(Collected data)

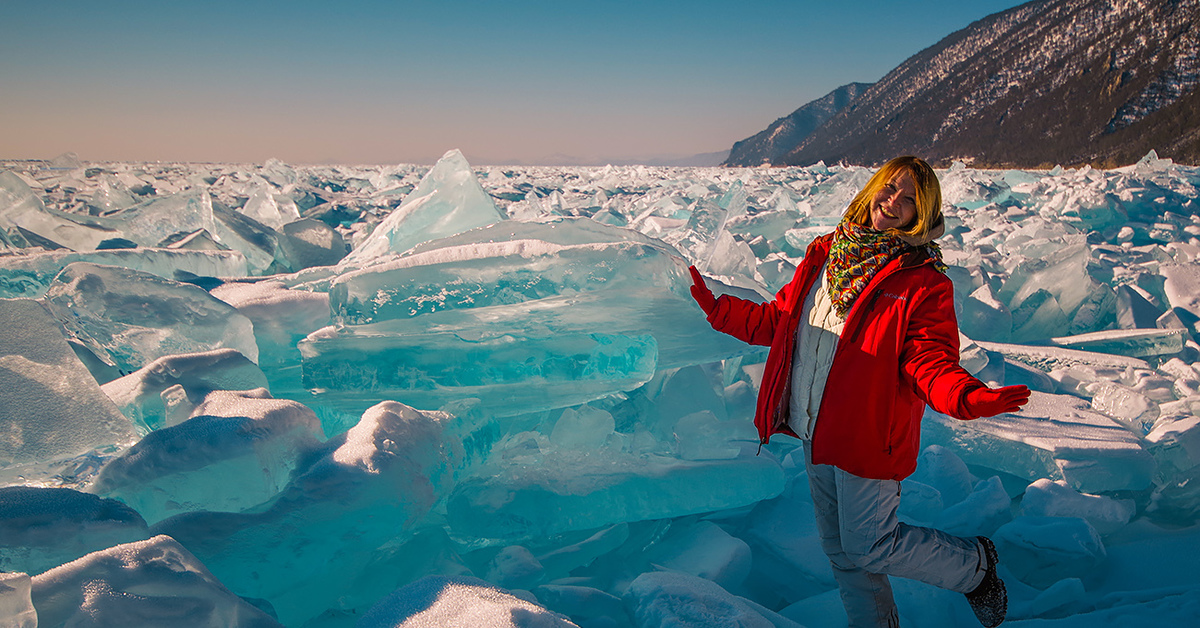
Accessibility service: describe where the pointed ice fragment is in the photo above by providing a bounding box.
[340,149,505,266]
[1046,328,1187,358]
[240,185,299,229]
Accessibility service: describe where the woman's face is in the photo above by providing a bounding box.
[869,170,918,231]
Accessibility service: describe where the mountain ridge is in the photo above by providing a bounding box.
[732,0,1200,168]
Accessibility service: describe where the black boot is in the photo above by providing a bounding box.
[965,536,1007,627]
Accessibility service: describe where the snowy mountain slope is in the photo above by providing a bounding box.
[769,0,1200,167]
[722,82,872,167]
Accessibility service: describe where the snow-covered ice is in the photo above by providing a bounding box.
[2,149,1200,626]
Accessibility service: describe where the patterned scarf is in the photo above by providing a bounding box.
[825,219,946,317]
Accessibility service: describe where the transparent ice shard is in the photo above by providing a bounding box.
[1145,415,1200,520]
[117,189,218,249]
[445,438,783,542]
[999,243,1116,338]
[549,405,616,450]
[0,170,116,251]
[88,176,138,215]
[959,283,1012,342]
[277,218,347,269]
[301,324,658,417]
[30,535,282,628]
[341,149,506,266]
[0,487,148,576]
[0,247,247,300]
[42,262,259,374]
[304,218,752,416]
[922,392,1155,493]
[90,390,324,524]
[1046,328,1187,358]
[0,298,136,468]
[153,401,465,627]
[100,349,268,434]
[1089,382,1159,434]
[240,185,299,230]
[210,280,331,370]
[114,190,278,274]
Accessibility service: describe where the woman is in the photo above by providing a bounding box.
[689,156,1028,628]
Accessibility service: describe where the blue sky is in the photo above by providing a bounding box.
[1,0,1027,165]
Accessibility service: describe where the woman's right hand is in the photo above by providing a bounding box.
[963,385,1031,418]
[688,265,716,316]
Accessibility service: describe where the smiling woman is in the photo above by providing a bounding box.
[689,155,1030,628]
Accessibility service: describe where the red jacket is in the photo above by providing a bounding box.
[706,233,985,480]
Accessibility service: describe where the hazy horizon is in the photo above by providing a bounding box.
[2,0,1026,166]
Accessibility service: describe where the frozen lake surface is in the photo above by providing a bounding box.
[2,150,1200,627]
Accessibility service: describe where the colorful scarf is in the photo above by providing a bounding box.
[825,219,946,317]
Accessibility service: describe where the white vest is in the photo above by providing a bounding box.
[789,263,846,439]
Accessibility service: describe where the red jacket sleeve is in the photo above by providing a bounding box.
[899,272,985,420]
[703,255,815,347]
[705,293,783,347]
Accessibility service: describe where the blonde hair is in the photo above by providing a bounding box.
[843,155,942,240]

### YOUR GOAL
Without including any pictures, please restate all the records exactly.

### SOLUTION TO THE EXERCISE
Accessibility service: describe where the pointed ice fragment is in the photo above by providing a bounding box.
[340,149,505,266]
[1046,328,1187,358]
[240,185,299,229]
Accessibility service: describe where the woman's face is in the photo above by providing a bounding box.
[869,170,918,231]
Accessibility service: describe where the mountain ridge is in the photo above by providing a bounding box.
[732,0,1200,168]
Accessibility service: describe where the black boot is in the photo above by providing a bounding box.
[965,536,1007,627]
Accessibility service: describe where the snowy mountain slope is in the photo above by providing a bounding box.
[769,0,1200,167]
[722,82,872,167]
Accessibility service: describe where the snow-covered ice is in the photo above by providing a bounding box.
[2,149,1200,626]
Accessibility service: describe where the patterned scarf is in the photo above by providing a bounding box.
[825,219,946,317]
Accessibility service: describe where the transparent ice shard is in the photo above by providing a bounding box.
[1145,415,1200,520]
[117,189,218,249]
[445,438,783,542]
[999,243,1116,338]
[549,405,616,450]
[0,170,116,251]
[88,176,138,215]
[959,283,1012,342]
[277,218,347,269]
[301,324,658,417]
[30,535,282,628]
[341,149,506,266]
[0,487,148,576]
[0,247,247,300]
[42,262,259,374]
[304,218,752,416]
[922,392,1155,493]
[90,390,324,524]
[1046,328,1187,358]
[0,298,136,468]
[153,401,465,627]
[100,349,268,434]
[1089,382,1159,434]
[240,185,299,230]
[210,280,331,370]
[114,190,278,274]
Accessibility service: describe where the woman is in the photo above by providing a bounding box.
[689,156,1028,628]
Accessibility service: describe where the blue sky is in the photo above by providing a bounding box.
[1,0,1027,165]
Accessibility service: describe where the woman's right hand is in the photo above by providing a bounding box.
[963,385,1031,418]
[688,265,716,316]
Accessibility service: describe where the smiling woman is in the photo above by providing a bounding box.
[689,155,1030,628]
Accessibility service: describe where the red jacket is in the photo above by providing a bounding box.
[706,233,985,480]
Accessibility service: describe where the hazy horizon is in the photo above by providing a bounding box.
[2,0,1026,166]
Accessibility service: describe where the frozen lake surface is in the photo above by providing a bounding box.
[2,150,1200,627]
Accessibility service: describe where the colorful scarf is in the photo above by providing a bounding box.
[825,219,946,317]
Accessibility service: describe where the white vest is in the photo above by providing a bounding box.
[789,263,846,439]
Accessibility service: describe where the red jacket sleeve is in the photo above by providing a bounding box.
[899,272,985,420]
[703,255,815,347]
[705,293,783,347]
Accessibility service: describe where the blonde hair is in the photo above by providing a bounding box.
[843,155,942,240]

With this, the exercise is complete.